__WHAT THE TASK REQUIRES__
Reproduce the records below word for word, starting at the line that contains "You are shown" and ending at the line that contains "box: [34, 137, 82, 193]", with both of those lines included. Output nothing else.

__AVAILABLE DATA__
#####

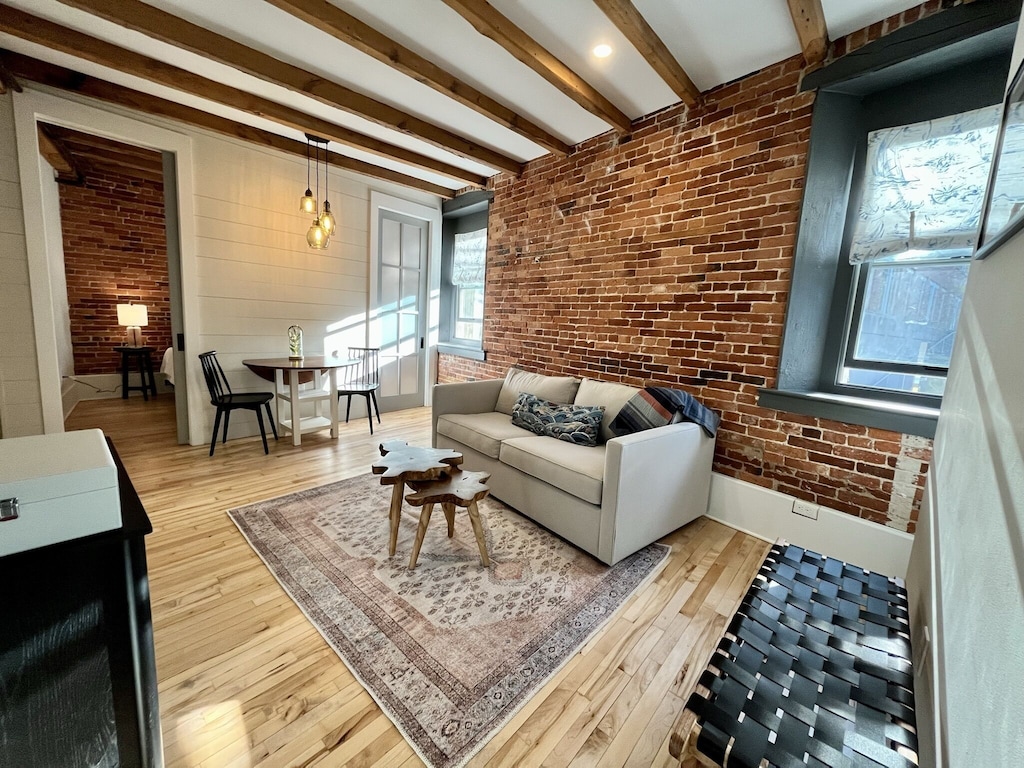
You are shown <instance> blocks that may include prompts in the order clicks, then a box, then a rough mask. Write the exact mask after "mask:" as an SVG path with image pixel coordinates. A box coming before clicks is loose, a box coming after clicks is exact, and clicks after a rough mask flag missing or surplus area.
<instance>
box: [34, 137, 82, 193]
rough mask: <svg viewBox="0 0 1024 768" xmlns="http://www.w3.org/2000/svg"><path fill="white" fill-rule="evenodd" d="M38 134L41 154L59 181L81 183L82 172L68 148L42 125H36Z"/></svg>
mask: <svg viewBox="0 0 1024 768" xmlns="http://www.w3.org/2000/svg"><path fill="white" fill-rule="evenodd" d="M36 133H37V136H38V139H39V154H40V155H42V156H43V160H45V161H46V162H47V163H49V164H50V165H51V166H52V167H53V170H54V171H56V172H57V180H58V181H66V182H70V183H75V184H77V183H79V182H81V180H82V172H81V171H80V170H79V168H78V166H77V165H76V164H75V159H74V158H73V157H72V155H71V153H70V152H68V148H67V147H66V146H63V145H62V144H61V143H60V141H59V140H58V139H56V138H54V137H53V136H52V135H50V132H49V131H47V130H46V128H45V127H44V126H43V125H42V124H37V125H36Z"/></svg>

#####

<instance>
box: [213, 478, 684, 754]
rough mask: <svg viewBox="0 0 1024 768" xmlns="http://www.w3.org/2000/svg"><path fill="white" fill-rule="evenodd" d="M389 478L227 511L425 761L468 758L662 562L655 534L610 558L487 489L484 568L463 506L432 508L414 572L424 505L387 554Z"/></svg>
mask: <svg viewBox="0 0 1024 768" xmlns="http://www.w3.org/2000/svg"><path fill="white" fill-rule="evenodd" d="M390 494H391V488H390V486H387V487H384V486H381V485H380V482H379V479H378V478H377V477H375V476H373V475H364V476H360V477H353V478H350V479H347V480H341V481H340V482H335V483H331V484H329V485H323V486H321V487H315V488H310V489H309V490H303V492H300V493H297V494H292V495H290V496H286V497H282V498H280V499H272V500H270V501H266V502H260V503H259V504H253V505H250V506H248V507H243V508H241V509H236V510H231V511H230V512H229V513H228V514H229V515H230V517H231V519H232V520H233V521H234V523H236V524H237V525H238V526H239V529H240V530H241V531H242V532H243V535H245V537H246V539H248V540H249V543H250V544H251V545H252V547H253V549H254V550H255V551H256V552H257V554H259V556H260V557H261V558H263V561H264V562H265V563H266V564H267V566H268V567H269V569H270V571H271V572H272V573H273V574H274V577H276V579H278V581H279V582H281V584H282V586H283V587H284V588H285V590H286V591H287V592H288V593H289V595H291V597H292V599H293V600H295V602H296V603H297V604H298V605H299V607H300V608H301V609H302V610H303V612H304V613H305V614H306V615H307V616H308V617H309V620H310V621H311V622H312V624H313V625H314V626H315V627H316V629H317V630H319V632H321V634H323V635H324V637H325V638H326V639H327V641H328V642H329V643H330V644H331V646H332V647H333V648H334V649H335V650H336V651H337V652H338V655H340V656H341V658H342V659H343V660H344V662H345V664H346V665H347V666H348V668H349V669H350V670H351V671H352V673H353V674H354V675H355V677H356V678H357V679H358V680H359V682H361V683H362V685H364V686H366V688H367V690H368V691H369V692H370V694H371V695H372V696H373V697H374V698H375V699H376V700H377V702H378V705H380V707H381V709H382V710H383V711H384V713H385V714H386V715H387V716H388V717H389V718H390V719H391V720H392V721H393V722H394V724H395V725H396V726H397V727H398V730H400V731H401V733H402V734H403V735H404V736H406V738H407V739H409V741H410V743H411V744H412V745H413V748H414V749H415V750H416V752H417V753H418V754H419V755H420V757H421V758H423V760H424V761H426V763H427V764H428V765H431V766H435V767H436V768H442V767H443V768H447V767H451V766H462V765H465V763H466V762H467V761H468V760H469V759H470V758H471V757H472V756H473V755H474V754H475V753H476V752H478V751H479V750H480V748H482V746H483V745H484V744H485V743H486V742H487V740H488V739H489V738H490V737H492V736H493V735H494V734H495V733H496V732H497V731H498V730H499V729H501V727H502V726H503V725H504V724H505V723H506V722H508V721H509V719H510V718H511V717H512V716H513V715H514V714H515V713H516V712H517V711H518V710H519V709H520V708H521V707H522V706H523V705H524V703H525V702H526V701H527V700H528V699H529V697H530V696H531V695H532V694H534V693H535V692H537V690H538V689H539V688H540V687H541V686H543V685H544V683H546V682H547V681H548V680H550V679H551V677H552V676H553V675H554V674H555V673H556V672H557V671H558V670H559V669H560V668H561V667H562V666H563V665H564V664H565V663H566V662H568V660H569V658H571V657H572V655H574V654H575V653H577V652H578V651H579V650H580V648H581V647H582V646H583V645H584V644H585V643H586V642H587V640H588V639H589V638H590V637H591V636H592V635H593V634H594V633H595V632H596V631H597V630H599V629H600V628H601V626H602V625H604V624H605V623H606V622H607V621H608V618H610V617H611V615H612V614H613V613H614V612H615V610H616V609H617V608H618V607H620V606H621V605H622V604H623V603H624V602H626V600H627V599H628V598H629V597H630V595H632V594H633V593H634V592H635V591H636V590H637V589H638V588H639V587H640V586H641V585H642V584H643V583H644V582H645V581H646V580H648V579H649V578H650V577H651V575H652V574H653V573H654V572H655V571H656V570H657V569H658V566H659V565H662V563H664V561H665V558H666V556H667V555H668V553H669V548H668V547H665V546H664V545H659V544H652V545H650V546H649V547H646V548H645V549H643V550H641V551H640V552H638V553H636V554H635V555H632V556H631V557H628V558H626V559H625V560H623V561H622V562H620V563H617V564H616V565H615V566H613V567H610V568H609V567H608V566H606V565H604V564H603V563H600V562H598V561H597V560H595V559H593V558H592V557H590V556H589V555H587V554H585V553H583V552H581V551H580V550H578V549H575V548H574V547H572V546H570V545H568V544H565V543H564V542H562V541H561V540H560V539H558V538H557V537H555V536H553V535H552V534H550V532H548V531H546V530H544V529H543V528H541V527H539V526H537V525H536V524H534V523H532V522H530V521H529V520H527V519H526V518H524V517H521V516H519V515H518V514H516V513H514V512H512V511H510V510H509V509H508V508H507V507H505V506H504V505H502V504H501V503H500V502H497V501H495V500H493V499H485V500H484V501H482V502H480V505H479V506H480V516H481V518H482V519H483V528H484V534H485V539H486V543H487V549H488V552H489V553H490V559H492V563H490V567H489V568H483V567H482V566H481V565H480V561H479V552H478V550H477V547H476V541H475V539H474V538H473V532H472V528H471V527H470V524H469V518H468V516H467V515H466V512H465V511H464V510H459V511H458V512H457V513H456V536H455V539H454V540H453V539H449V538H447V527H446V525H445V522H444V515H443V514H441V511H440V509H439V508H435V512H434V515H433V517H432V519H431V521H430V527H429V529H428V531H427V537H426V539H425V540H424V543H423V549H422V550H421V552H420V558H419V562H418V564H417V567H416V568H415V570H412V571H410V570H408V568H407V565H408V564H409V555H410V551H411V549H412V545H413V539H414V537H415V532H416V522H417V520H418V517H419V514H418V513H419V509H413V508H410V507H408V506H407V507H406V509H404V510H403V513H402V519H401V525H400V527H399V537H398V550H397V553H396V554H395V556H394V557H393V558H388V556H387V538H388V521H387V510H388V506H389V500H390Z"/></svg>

#####

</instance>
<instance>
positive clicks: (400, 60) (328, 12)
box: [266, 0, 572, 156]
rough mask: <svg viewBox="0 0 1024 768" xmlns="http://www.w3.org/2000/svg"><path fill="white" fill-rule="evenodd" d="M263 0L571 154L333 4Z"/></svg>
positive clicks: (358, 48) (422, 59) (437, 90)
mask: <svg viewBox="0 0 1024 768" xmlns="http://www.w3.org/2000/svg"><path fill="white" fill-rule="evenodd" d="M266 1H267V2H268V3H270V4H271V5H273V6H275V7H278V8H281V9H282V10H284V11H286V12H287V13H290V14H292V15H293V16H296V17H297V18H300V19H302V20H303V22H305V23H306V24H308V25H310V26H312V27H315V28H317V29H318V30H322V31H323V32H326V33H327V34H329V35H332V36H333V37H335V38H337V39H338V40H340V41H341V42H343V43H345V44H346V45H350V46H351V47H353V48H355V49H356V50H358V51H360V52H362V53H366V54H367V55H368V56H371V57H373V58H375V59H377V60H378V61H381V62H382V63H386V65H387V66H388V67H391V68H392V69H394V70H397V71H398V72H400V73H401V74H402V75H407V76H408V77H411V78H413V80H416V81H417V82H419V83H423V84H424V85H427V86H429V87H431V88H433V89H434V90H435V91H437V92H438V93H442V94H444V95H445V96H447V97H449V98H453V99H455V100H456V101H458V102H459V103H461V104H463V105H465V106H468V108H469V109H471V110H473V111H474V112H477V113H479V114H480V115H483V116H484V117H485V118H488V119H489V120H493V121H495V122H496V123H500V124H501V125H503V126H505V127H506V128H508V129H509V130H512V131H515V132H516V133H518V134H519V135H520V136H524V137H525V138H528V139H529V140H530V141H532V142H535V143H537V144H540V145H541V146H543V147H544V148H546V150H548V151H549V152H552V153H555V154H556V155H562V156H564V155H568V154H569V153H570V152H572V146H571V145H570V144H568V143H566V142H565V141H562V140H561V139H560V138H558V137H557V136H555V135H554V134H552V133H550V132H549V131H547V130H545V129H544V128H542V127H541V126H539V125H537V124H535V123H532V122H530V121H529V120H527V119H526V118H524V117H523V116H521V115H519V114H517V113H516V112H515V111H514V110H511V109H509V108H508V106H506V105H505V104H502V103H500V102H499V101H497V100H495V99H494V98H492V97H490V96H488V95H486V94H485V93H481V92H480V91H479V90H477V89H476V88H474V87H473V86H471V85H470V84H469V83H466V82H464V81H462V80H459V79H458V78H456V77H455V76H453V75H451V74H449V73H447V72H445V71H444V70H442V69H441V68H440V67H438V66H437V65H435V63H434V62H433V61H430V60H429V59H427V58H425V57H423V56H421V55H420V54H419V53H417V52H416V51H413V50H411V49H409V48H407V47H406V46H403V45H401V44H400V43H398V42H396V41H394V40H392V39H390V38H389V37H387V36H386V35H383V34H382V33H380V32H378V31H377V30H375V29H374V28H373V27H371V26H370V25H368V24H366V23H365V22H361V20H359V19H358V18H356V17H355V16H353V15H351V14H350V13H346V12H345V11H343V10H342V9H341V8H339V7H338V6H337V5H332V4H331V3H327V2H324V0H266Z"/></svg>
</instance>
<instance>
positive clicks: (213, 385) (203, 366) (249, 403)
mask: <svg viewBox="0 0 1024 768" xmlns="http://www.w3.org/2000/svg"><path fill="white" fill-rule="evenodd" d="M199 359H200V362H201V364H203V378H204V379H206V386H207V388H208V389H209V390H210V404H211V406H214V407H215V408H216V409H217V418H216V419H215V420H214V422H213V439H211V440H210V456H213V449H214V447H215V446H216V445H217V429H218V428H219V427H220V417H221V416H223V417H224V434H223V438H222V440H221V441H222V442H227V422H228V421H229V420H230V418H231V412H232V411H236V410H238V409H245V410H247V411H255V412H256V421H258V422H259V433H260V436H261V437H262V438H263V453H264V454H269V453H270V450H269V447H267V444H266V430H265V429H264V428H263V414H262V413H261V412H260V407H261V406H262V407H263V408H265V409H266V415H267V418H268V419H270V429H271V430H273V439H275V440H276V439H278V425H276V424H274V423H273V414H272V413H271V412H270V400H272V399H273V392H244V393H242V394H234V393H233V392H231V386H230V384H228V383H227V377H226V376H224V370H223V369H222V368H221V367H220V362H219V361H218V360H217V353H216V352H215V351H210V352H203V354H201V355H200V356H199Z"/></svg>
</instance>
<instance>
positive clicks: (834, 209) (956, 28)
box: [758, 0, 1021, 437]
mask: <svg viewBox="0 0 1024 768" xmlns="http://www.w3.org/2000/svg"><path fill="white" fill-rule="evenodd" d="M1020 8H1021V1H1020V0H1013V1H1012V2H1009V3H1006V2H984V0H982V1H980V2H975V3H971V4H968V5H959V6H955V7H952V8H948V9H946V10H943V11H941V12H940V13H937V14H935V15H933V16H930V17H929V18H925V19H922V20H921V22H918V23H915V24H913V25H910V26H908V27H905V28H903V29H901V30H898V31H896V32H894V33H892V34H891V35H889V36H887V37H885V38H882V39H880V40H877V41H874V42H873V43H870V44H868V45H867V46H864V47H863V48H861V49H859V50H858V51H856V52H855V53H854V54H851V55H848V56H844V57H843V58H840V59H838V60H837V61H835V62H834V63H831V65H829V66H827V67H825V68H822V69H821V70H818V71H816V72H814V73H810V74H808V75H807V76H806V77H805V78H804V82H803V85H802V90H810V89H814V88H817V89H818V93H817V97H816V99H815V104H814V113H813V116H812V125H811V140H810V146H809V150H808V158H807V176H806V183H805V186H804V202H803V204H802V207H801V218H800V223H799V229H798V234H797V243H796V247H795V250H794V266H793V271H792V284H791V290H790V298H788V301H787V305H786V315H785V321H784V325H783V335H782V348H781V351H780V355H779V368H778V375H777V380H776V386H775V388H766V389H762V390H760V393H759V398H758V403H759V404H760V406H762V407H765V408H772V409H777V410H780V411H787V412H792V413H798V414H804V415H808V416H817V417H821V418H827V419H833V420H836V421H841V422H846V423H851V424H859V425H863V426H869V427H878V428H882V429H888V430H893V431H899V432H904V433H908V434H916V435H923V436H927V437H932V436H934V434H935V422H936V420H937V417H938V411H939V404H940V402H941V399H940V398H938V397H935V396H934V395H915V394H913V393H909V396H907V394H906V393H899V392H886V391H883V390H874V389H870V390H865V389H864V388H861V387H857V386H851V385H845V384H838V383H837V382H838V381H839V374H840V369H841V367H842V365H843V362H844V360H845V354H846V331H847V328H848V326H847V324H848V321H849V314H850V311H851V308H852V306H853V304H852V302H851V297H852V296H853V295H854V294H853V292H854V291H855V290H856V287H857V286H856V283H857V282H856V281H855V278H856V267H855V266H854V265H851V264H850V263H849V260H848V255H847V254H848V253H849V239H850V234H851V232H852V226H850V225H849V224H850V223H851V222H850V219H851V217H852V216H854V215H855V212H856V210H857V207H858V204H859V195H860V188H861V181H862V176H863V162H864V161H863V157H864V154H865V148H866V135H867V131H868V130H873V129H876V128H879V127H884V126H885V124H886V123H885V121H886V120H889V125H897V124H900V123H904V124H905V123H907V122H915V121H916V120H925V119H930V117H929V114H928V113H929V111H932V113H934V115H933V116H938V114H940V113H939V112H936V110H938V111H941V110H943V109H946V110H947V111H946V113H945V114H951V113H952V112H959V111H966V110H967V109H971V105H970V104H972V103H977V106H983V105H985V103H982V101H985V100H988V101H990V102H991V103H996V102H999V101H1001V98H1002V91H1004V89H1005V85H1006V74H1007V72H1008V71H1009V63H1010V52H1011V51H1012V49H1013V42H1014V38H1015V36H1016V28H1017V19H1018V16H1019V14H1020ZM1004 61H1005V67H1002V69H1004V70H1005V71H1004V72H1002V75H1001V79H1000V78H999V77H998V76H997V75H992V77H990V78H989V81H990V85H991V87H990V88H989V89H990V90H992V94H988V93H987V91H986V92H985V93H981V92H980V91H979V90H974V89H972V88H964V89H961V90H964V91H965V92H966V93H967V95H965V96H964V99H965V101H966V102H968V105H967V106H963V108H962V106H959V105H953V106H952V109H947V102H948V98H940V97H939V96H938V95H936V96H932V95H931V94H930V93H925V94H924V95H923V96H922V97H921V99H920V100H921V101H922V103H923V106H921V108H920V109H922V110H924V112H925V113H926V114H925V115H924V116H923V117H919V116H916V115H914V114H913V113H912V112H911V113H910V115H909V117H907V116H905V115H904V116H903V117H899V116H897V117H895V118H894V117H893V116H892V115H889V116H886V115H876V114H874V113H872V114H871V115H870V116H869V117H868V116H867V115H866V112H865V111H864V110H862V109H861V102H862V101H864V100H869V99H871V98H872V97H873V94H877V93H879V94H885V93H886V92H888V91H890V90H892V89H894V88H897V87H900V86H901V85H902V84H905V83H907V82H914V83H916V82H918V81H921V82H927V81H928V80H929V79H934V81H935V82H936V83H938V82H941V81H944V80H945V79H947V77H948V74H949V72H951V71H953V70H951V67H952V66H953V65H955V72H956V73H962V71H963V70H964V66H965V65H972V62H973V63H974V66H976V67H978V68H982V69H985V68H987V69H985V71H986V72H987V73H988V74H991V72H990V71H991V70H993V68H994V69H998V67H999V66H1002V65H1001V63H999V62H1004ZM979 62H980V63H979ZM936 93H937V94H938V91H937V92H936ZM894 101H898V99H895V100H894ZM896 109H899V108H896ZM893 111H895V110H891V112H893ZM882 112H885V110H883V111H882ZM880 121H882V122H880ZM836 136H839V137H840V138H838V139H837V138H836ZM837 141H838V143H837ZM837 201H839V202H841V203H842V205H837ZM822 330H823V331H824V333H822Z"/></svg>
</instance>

#####

__ANSWER FOR THIS EXERCISE__
You are shown <instance> blocks that may include prompts in the order clicks, then a box, then a rough mask. Write the exact mask after "mask:" as an SVG path with image pixel coordinates. A box coming before clicks is loose, a box coming after clicks is exact, and clicks after a rough mask flag missing or surplus area.
<instance>
box: [34, 137, 82, 193]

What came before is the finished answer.